── SUPPLIED PASSAGE

Renault Group’s mid-term and long-term carbon reduction targets will be a challenge for supply chain and logistics, but the carmaker is working actively on projects for alternative fuels, transport innovations and new partnerships in the circular economy.
In spring this year, Renault Group chief executive officer Luca de Meo revealed accelerated targets for reducing carbon emissions across its business. The carmaker aims to reach carbon neutrality in Europe by 2040, ten years ahead of a global commitment of 2050. With that goal comes stricter targets for electric and hybrid vehicles (including reaching 65% of European sales by 2025 and 90% by 2030).
But just as ambitious are Renault’s objectives for sustainability and decarbonisation in its supply chain, such as for materials, freight and logistics.
For example, Renault will focus on reducing emissions across six materials that account for the lion’s share of its industrial carbon footprint – steel, aluminium, polymers, electronics, tyres, and glass. It will employ measures including lightweighting, localisation, alternatives and carbon trading. It plans to achieve carbon neutrality for French factories by 2025, and other European locations by 2030.
Renault is also targeting lower emissions and more sustainable sourcing for lithium-ion batteries and has already established partnerships to use more recycled metals for cobalt, lithium and nickel.
For freight and logistics, Renault has been reducing carbon emissions over the past decade, including a 9% reduction in logistics emission between 2010 and 2016, and a further 9% cut forecasted between 2016 and the end of this year, according to Jean-François Salles, Renault Group global vice-president for supply chain. As with the rest of the organisation, Renault will aim for zero emissions in logistics by 2040 in Europe, with an interim goal of reducing emissions by 30% by 2030 (compared to 2019 levels, see infographic below).
Salles admits that the mid-term objective will be difficult, especially as the wider freight and logistics market has limited zero-emission technology and is unlikely to have much equipment at scale this decade. Network and route engineering, such as improving truck filling ratios to reduce empty carriage and kilometres, will be important for lowering emissions across the alliance. But such optimisations won’t be enough.
“We know that we cannot reach our targets through kaizen activities alone,” admits Salles.
Renault’s roadmap for reducing emissions includes making more use of alternative fuels, investing and partnering in low-carbon freight technology, as well as making better use of multimodal transport where possible. Along with rising costs and risks in the supply chain, Salles expects emission factors in logistics to have more influence in manufacturing and purchasing decisions across the value chain.
Renault will also take a more direct approach to circular economy activities, with logistics and supply chain functions steering these shifts in business model, including managing flows for material and vehicle restoration and reuse cycles.
Alternatives on the road
Renault has been active in transitioning to freight flows that use alternative fuels, especially to diesel. By 2025, the carmaker aims for 25% of road freight to move on trucks using alternatives to diesel, according to Salles. The carmaker is focusing initially on biogas; together with partners, it has established a small fleet and aims to have 15 trucks running by the end of 2021, which will be in addition to 12 LNG trucks, between suppliers and French plants.

────
── INFORMATION PROVIDED

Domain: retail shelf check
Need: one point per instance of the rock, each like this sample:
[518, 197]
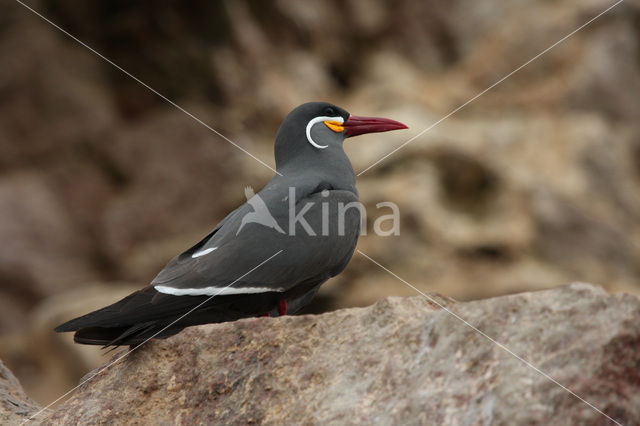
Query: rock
[15, 406]
[402, 360]
[46, 253]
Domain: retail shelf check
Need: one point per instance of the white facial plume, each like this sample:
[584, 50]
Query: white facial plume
[313, 121]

────

GOALS:
(a) Using the article on Renault's carbon reduction targets, mark each statement yes or no and quote the words that decide it: (i) Renault aims for carbon neutrality in Europe by 2040. (ii) Renault plans to make its French factories carbon neutral by 2030. (iii) Renault aims to have 15 biogas trucks running by the end of 2021.
(b) Continue the article on Renault's carbon reduction targets, picking up after its final sentence about the biogas and LNG trucks.

RESPONSES:
(a)
(i) Yes: "The carmaker aims to reach carbon neutrality in Europe by 2040"
(ii) No: "It plans to achieve carbon neutrality for French factories by 2025, and other European locations by 2030."
(iii) Yes: "The carmaker is focusing initially on biogas; together with partners, it has established a small fleet and aims to have 15 trucks running by the end of 2021"

(b)
“This is quite modest, but we are pushing hard to develop biogas with our logistics partners, as it is the most virtuous and accessible of current fuel alternatives to limit emissions,” he says.
The amount of emission reduction possible using biogas depends on fuel type and production processes. According to ADEME, the French Environment and Energy Management Agency, biogas vehicles emit up to 80% fewer CO2 emissions compared to diesel-based vehicles (0.61kg CO2 per kilometre for biogas compared to 3.16kg CO2 per kilometre for diesel). While such technology is a transition on the path to carbon elimination, Salles notes that it is the only viable current alternative at scale for 40-tonne trucks.
Other trucking technology will also help to reduce emissions. Renault is working with Efitransa, a logistics cargo equipment startup, which is developing a trailer – called the Polyvalent Truck – that can carry parts and material on one leg, and finished vehicles on the return, with the potential to reduce empty loads. According to Efitransa, it has already developed prototypes, and will put newly manufactured trailers into operations later this year.
Over the medium term, however, the logistics and heavy goods industry will need zero emission technology, such as electric and hydrogen fuel cell trucks. “It will be a long journey, but we have to start as soon as possible, and we already have initiatives to work on innovations for such electrified trucks,” Salles says.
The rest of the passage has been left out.